Which lines of the material below contain the word "drawer"? Report each of them in full.
— start —
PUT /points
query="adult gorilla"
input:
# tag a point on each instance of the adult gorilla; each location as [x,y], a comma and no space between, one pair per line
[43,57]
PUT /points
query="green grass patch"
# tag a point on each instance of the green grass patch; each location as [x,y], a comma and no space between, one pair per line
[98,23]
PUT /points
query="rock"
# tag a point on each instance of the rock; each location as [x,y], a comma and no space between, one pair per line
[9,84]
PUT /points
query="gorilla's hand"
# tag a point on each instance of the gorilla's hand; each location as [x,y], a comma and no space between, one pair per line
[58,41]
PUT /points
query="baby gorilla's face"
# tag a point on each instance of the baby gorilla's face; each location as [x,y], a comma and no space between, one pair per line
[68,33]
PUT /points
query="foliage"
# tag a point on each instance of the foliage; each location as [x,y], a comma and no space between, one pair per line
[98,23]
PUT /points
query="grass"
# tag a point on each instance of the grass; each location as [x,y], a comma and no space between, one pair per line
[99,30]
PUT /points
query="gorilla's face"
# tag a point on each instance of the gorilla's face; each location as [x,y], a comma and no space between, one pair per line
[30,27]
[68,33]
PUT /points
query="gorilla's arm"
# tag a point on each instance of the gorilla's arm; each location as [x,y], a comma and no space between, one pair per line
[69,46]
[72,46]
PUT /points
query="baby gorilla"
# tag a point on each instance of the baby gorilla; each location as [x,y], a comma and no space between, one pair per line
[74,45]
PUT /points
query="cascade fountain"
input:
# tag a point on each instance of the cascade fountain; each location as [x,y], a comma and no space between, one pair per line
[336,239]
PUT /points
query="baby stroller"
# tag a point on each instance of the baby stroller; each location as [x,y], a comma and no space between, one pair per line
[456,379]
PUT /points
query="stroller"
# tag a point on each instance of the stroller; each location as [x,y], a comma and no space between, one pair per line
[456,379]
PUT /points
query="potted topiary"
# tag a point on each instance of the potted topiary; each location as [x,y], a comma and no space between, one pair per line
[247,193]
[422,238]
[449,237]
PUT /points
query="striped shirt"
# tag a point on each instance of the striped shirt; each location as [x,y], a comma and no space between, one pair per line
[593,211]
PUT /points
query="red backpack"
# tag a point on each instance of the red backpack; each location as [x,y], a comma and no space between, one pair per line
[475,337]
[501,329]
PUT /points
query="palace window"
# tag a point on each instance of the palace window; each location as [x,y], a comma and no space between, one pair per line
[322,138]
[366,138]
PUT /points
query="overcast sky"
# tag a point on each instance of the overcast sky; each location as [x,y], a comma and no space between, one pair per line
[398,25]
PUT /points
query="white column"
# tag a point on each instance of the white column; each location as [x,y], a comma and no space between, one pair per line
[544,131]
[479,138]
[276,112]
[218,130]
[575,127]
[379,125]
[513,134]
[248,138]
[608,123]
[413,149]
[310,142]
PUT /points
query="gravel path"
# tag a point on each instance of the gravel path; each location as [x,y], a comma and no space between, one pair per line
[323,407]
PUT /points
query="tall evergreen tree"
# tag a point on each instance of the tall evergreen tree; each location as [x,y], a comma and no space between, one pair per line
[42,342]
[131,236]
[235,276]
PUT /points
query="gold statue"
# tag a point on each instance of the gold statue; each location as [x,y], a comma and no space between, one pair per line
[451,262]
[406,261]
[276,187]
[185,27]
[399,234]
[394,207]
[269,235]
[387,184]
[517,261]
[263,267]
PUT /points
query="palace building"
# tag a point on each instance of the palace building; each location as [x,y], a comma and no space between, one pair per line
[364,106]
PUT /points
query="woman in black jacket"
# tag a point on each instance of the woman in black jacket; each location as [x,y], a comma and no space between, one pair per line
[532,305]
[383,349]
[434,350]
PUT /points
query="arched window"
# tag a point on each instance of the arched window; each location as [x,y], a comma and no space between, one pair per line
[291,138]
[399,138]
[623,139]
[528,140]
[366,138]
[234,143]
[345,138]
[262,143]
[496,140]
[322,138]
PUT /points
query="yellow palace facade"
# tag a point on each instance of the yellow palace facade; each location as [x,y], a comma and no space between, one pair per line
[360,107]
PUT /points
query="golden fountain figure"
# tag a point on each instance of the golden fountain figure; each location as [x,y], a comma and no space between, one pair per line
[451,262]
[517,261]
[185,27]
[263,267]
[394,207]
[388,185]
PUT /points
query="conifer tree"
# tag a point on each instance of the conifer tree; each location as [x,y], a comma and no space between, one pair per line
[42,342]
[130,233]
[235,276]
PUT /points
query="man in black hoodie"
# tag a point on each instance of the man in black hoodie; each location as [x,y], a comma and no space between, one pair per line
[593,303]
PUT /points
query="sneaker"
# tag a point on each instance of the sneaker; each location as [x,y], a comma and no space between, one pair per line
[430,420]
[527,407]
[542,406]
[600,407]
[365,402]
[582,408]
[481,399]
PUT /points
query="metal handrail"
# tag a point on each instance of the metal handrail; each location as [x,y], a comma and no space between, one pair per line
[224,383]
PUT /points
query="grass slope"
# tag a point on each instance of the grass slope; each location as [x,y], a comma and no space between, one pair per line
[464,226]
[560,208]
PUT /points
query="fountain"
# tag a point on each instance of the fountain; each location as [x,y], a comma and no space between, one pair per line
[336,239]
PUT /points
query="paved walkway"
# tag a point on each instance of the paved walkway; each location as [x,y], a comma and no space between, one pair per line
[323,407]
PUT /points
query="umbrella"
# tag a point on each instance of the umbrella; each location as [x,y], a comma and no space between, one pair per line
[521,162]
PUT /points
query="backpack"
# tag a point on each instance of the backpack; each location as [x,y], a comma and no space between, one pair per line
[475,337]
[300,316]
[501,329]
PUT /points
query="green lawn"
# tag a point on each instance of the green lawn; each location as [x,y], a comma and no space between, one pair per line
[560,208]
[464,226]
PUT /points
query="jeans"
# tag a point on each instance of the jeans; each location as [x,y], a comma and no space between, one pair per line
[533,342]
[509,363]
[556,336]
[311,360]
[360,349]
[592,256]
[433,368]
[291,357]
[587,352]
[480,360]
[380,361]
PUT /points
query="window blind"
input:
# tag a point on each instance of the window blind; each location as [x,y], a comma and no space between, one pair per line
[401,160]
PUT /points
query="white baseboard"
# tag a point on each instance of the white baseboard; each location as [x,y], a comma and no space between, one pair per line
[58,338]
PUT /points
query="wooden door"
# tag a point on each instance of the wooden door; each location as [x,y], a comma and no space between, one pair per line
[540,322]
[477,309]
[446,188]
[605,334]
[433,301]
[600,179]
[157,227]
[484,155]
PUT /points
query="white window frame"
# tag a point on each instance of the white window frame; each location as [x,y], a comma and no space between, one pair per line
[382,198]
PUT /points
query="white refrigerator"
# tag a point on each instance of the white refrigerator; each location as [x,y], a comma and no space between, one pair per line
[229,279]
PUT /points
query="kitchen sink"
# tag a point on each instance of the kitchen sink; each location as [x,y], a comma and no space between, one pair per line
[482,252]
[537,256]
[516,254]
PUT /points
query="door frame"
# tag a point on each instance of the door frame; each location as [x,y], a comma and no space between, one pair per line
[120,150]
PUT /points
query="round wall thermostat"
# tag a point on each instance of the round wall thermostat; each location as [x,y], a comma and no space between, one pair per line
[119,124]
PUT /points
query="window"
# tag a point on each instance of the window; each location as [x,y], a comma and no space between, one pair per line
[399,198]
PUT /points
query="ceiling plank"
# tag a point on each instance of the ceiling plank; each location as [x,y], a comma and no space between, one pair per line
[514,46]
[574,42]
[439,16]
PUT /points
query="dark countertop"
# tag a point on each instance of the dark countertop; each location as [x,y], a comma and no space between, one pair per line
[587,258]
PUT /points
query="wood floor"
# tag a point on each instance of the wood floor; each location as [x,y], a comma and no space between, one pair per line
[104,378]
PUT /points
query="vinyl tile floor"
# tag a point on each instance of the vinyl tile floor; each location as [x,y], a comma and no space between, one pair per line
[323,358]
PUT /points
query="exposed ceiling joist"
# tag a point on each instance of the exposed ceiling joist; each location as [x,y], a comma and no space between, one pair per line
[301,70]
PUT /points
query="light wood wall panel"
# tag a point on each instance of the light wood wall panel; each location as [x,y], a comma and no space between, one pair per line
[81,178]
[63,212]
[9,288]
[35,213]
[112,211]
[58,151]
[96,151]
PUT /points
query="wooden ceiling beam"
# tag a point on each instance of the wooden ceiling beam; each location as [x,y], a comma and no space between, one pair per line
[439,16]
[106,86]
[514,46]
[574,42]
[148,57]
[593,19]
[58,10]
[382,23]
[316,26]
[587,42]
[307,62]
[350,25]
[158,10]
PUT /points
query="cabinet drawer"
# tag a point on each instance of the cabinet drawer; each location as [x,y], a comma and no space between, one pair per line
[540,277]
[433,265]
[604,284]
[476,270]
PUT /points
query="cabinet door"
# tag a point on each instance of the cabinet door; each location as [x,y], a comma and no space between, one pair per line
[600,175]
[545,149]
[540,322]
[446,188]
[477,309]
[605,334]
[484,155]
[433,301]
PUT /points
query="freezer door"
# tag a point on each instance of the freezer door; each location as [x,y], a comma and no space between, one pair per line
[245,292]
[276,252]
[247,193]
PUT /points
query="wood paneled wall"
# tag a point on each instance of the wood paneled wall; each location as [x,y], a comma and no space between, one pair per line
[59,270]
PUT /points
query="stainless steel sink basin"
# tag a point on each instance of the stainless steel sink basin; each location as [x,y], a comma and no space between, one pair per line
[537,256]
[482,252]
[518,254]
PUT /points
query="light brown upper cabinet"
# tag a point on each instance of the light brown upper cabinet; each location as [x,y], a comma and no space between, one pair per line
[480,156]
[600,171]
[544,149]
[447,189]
— end —
_Result of this task:_
query="cabinet drawer"
# tag a point on each instance of the cabinet drawer; each location as [x,y], a comma and no space between, one pair per line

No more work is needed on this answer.